TASK TO CARRY OUT:
Rewrite everything from the line containing "If you could put a point on the retractable" down to the end of the material, copying each line of text unchanged and multiplying every point coordinate by 0.85, rounded to a whole number with halves rounded up. Give only these lines.

[Begin SUPPLIED RECORDS]

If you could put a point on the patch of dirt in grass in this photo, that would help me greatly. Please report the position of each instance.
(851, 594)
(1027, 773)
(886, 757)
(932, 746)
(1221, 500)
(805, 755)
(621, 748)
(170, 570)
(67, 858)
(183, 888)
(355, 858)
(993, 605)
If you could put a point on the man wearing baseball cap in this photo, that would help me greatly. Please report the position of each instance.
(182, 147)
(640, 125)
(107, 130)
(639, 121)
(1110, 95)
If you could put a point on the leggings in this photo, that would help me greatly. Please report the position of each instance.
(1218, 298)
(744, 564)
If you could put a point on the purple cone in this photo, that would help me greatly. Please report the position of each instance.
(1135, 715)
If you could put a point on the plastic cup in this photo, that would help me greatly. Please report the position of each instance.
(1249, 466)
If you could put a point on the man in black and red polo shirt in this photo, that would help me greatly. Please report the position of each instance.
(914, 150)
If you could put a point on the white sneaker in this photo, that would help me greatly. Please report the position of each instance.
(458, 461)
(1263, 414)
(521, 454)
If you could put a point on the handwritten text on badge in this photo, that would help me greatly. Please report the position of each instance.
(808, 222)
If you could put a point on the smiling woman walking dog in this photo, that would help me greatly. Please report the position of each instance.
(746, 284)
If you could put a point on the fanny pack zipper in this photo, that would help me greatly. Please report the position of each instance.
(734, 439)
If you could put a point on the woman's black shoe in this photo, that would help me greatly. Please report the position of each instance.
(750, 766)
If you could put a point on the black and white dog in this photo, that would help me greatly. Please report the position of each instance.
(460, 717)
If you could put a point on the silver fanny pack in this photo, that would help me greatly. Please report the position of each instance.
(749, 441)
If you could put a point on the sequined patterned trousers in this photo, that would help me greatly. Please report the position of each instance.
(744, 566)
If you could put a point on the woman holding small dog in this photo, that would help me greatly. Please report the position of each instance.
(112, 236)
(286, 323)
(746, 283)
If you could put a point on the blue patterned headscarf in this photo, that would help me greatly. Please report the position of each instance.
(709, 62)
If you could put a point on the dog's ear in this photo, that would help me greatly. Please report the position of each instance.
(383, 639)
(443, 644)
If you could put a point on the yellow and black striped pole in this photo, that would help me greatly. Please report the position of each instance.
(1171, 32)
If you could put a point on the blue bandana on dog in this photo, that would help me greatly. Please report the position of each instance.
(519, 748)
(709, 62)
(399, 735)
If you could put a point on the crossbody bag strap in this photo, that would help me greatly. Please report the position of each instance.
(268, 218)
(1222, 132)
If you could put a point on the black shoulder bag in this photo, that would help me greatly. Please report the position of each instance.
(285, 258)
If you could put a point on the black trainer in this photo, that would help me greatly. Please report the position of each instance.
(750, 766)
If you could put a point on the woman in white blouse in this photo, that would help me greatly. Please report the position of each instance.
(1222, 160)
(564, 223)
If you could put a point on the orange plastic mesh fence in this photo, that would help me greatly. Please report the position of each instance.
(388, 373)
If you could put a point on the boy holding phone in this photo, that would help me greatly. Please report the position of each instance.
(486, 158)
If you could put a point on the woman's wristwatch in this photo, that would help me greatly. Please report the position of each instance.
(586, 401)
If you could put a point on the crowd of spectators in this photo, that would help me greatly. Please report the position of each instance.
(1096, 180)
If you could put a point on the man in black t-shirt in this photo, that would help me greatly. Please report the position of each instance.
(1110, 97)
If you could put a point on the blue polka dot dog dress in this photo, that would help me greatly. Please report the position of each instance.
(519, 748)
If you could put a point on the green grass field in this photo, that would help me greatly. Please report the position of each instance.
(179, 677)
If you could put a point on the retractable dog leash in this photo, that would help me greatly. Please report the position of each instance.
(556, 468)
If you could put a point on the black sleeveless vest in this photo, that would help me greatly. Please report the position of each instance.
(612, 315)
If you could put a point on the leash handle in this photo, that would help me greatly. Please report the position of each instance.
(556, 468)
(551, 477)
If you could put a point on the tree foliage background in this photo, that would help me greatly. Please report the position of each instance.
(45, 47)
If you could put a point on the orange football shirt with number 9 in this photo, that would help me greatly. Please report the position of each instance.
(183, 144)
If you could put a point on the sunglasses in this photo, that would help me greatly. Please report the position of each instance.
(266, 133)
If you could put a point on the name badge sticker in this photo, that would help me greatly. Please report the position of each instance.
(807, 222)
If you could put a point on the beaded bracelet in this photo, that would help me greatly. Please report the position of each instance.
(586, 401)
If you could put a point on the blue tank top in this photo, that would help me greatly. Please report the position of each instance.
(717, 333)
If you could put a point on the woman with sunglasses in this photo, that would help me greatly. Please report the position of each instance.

[End SUPPLIED RECORDS]

FINAL RESULT:
If you could put a point on the retractable dog leash in this photo, that would help me greatly. Please report the position of each instance.
(473, 398)
If you could put a point on the black sleeveless vest in this photo, that would help me greatly. Please report the position of each instance.
(520, 268)
If you could put a point on the leash handle in this photo, that would help me greatly. Please report the position of each instance.
(473, 398)
(468, 405)
If you could put a point on the tree foliage background in this photo, that would help me greatly. Please report the position of each instance.
(38, 40)
If you could put a point on the orange football shirt with number 9 in this photo, that would help me greatly. Please report the position of each instance.
(156, 122)
If you could put a point on the sunglasses in this photo, that would help me greatly. Please report the position of each instance.
(226, 113)
If you could put a point on the name badge sticker in this photo, that would help me greatly. Please report the position of each instance.
(686, 189)
If you could put a point on the beaded bracelet in this photo, that would help me greatly. Please report the position of each instance.
(498, 341)
If you could put a point on the blue tank top in this photo, that would help me greatly. Please report the position of each instance.
(609, 283)
If you could put a point on the woman with sunglasses in this photo, that would help me greatly. Please report the position of each instance.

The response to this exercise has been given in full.